Document section:

+-------+

Macron tackles fertility head-on with a personal letter to all 29-year-olds in France

The French Health Ministry has announced a 16-point plan to help combat infertility, provide needed facts to young adults, and research into perinatal and maternal health

By Remix News Staff
3 Min Read

Ahead of Valentine’s Day, France has a message for young adults: Have kids before it’s too late.

France’s Ministry of Health has announced that French President Emmanuel Macron will send out a letter urging 29-year-olds to have children before it’s too late, explaining that this age represents an important turning point in fertility.

The ministry also announced a series of measures to “allow everyone to make informed, personal choices.” Health Minister Stéphanie Rist’s office has told press that “the role of politicians is not to be prescriptive but to open up possibilities,” according to Le Figaro.

The letter, written by Macron, will be sent by the French government to all 29-year-olds, reportedly before summer’s end, providing scientific information on fertility and artificial insemination. Back in 2024, Macron had called for a “demographic rearmament.”

+-------+

In the article about France's fertility plan, what did Macron call for back in 2024?

+-------+

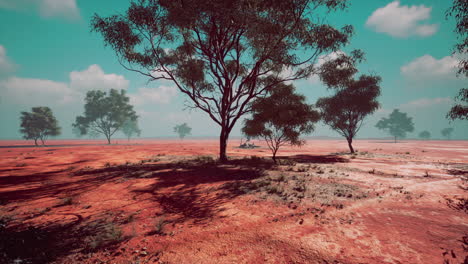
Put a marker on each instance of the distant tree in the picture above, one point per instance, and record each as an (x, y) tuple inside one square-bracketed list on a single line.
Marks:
[(40, 123), (281, 118), (130, 128), (459, 11), (425, 135), (447, 132), (182, 130), (397, 124), (354, 99), (105, 113), (223, 54), (460, 109)]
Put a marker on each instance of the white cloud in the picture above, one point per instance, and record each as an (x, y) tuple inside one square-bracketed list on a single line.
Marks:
[(161, 95), (60, 8), (427, 68), (402, 21), (25, 91), (67, 9), (314, 78), (6, 66), (427, 102), (94, 78)]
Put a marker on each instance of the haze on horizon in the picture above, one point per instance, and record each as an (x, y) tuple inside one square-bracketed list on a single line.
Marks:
[(49, 57)]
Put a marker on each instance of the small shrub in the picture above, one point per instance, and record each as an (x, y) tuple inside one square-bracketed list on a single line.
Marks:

+-------+

Result for this task:
A "demographic rearmament."